- Goal -
Return every line of the material below that contains the word "white", treating uppercase and lowercase as different.
◇ ◇ ◇ ◇ ◇ ◇ ◇
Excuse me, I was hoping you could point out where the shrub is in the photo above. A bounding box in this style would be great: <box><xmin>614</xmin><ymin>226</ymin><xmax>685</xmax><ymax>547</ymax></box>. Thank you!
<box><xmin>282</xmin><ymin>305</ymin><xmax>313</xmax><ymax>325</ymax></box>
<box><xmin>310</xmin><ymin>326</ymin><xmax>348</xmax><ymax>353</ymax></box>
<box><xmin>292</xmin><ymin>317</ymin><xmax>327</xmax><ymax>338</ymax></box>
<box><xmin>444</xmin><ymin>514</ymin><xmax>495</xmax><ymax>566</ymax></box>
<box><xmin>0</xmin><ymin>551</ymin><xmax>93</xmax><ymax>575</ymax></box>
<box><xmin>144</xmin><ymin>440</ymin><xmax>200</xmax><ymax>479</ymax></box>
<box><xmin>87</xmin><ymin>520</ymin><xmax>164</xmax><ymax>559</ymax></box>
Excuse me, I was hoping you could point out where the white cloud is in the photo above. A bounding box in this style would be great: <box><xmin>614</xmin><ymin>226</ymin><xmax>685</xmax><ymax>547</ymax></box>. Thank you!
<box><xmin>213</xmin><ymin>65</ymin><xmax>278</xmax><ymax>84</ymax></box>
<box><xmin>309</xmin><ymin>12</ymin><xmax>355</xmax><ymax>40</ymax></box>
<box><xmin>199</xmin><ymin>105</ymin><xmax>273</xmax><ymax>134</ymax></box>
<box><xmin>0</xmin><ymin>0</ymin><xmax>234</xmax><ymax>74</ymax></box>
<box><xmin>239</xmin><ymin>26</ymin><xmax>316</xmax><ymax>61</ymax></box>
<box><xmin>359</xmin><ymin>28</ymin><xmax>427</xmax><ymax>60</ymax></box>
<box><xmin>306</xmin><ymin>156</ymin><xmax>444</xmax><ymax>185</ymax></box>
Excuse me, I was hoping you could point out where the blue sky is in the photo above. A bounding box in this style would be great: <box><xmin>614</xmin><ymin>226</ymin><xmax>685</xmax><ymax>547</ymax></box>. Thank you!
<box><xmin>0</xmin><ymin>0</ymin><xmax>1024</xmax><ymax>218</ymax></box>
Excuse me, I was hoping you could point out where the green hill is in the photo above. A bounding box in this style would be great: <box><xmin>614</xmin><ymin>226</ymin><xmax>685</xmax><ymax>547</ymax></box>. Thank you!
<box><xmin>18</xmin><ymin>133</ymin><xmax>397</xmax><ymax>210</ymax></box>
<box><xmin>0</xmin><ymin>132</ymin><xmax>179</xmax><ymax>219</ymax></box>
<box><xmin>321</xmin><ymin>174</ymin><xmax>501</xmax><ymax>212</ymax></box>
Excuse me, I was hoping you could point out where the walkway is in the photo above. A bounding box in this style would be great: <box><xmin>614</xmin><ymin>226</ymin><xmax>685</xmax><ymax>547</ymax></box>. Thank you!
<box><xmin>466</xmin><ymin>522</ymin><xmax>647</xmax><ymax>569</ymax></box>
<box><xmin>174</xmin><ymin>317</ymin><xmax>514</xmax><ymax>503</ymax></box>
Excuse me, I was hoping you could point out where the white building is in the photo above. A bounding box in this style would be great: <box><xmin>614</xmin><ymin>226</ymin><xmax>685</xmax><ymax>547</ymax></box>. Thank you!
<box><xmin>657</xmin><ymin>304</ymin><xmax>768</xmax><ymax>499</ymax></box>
◇ ◇ ◇ ◇ ◇ ◇ ◇
- Solved exercise -
Excuse me, I was hoping you could point out where the white cloud is in the photo above. A bounding box in this style would be great: <box><xmin>614</xmin><ymin>226</ymin><xmax>685</xmax><ymax>547</ymax></box>. Thank you!
Excuse me, I was hoping you could point out where the white building is in the photo above. A bounding box in this style would be great: <box><xmin>614</xmin><ymin>226</ymin><xmax>685</xmax><ymax>547</ymax></box>. Thank you!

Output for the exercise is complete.